Detection annotation records:
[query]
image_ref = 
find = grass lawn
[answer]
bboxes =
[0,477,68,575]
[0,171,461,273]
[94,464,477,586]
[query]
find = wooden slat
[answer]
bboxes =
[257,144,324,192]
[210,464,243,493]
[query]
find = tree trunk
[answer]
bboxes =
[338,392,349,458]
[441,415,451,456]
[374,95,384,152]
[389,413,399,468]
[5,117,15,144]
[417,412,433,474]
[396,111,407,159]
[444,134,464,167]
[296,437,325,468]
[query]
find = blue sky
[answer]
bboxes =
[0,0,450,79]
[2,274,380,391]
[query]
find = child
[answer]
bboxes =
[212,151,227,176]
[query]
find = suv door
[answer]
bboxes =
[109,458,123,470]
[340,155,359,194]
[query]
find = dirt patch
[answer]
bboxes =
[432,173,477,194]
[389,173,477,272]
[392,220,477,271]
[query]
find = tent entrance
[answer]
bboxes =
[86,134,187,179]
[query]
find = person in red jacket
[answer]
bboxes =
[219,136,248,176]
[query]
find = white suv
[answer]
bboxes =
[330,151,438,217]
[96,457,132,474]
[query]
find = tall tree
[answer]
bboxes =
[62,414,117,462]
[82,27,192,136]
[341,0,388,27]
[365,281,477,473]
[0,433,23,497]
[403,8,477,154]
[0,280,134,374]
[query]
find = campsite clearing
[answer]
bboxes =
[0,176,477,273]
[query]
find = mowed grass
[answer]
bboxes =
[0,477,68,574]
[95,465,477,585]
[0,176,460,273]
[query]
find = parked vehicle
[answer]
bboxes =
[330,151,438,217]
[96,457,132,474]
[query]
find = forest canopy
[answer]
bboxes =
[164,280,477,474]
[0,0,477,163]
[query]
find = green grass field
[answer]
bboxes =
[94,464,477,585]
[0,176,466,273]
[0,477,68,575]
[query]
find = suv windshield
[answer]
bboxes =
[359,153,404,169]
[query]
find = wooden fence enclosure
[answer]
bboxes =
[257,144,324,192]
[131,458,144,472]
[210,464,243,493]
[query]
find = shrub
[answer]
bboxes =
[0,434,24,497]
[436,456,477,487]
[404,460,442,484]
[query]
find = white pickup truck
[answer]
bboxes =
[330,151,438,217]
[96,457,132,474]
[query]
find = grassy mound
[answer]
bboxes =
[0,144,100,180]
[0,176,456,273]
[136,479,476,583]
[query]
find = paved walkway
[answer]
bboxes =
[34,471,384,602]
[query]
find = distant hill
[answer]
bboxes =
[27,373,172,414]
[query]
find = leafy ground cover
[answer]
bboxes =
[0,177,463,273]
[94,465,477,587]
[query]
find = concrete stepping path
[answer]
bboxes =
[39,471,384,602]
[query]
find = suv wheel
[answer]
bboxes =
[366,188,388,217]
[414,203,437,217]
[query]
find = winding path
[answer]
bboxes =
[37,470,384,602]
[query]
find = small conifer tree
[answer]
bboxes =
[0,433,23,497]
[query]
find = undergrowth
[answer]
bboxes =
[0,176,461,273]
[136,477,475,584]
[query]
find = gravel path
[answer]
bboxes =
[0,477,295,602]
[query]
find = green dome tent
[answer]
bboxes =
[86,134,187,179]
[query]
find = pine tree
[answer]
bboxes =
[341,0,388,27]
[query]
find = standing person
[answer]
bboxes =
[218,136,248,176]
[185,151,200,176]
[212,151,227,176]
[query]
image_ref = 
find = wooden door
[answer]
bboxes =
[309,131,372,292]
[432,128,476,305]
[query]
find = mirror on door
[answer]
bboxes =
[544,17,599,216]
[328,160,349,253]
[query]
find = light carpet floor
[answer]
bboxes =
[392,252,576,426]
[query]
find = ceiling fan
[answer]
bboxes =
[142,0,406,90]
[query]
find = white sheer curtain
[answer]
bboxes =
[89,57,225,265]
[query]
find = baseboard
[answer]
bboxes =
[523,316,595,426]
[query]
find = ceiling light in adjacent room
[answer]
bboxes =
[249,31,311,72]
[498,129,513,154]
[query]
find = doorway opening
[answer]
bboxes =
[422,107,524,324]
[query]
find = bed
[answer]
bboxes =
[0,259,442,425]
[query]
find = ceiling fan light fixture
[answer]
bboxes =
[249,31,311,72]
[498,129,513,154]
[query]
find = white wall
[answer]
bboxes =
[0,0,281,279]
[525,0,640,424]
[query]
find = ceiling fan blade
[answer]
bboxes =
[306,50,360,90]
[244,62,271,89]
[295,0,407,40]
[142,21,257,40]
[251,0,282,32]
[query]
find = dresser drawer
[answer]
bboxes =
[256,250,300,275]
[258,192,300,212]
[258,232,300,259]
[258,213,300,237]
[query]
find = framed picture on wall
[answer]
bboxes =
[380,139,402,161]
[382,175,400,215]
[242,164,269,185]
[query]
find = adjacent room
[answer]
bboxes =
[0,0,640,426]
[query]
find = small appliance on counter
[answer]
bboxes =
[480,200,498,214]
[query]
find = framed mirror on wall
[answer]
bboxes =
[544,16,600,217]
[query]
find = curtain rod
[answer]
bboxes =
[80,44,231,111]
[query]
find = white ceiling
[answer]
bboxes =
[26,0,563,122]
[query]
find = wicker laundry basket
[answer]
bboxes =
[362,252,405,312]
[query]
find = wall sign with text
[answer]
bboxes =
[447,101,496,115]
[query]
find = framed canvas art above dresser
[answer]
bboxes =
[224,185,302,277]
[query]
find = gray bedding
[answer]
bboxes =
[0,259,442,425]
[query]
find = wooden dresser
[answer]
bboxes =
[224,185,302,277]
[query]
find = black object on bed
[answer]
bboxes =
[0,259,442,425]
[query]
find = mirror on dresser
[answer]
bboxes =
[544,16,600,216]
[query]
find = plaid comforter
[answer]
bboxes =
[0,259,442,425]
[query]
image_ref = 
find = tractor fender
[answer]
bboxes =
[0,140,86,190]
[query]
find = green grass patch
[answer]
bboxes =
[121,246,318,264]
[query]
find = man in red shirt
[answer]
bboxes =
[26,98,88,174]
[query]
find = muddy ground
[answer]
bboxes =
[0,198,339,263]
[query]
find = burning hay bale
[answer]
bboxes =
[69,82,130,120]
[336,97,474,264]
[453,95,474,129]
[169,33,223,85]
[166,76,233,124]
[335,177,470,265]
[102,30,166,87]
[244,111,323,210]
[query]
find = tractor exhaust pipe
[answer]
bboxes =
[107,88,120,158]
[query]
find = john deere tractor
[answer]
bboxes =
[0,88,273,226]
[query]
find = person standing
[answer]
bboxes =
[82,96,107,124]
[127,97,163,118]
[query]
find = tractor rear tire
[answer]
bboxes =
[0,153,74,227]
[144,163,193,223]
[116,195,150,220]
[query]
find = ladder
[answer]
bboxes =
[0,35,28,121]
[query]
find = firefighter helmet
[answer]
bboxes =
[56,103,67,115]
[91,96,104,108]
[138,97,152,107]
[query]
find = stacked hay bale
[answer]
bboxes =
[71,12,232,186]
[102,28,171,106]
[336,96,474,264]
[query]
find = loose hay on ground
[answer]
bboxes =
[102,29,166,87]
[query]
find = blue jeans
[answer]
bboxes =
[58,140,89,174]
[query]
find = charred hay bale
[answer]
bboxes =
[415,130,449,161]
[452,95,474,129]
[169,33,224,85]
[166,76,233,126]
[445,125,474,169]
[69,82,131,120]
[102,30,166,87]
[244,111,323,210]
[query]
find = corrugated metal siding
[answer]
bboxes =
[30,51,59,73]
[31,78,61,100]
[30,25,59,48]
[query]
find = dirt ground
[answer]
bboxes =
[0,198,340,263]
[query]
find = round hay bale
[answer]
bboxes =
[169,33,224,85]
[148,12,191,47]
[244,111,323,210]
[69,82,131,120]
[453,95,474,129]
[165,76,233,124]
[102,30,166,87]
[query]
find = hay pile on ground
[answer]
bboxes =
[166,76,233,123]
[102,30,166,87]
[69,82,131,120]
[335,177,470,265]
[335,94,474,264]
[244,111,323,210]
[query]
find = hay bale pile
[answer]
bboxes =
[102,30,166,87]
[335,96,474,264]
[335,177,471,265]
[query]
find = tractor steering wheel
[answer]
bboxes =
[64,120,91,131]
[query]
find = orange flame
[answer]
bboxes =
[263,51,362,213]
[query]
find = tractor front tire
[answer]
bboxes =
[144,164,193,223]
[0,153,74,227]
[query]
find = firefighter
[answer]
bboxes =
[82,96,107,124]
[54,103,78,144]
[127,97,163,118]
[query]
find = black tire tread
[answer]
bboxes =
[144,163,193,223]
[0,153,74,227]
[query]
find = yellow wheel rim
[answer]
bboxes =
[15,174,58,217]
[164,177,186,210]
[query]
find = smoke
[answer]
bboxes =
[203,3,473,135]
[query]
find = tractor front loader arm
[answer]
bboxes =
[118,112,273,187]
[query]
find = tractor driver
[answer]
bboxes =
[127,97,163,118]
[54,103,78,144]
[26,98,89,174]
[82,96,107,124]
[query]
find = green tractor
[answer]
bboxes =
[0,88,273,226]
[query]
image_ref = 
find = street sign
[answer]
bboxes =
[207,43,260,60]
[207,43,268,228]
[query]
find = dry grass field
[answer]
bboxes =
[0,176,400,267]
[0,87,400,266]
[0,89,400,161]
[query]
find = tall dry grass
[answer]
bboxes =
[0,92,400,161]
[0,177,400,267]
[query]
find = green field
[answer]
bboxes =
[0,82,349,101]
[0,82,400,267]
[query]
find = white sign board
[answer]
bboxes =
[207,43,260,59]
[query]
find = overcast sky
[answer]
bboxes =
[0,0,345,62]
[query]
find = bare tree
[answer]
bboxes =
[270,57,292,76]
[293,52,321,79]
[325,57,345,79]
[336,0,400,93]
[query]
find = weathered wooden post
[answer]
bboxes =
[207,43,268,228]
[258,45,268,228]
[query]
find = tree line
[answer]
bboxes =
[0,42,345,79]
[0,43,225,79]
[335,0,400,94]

REQUIREMENTS
Convert the data, from its start through the line containing "[340,155,359,194]", into a Markdown table with the columns Row and Line, skipping any blank lines.

SOLUTION FOR THIS TASK
| Row | Line |
|---|---|
| 1 | [query] |
| 2 | image_ref =  |
| 3 | find = grass lawn |
| 4 | [answer] |
| 5 | bboxes = |
| 6 | [0,477,68,575] |
| 7 | [0,171,461,273] |
| 8 | [94,464,477,586] |
| 9 | [query] |
| 10 | find = wooden slat |
| 11 | [answer] |
| 12 | bboxes = |
| 13 | [257,144,324,192] |
| 14 | [210,464,243,493] |
| 15 | [query] |
| 16 | find = tree trunk |
| 17 | [answer] |
| 18 | bboxes = |
| 19 | [338,392,349,458] |
| 20 | [441,415,451,456] |
| 21 | [374,95,384,152] |
| 22 | [389,413,399,468] |
| 23 | [5,117,15,144] |
| 24 | [417,412,433,474] |
| 25 | [396,111,407,159] |
| 26 | [444,134,464,167] |
| 27 | [296,437,325,468] |
| 28 | [query] |
| 29 | find = blue sky |
| 30 | [answer] |
| 31 | bboxes = |
| 32 | [0,0,450,79] |
| 33 | [2,274,380,391] |
| 34 | [query] |
| 35 | find = child |
| 36 | [answer] |
| 37 | bboxes = |
| 38 | [212,151,227,176] |
| 39 | [query] |
| 40 | find = suv door |
| 41 | [answer] |
| 42 | bboxes = |
| 43 | [109,458,123,470] |
| 44 | [340,155,359,194] |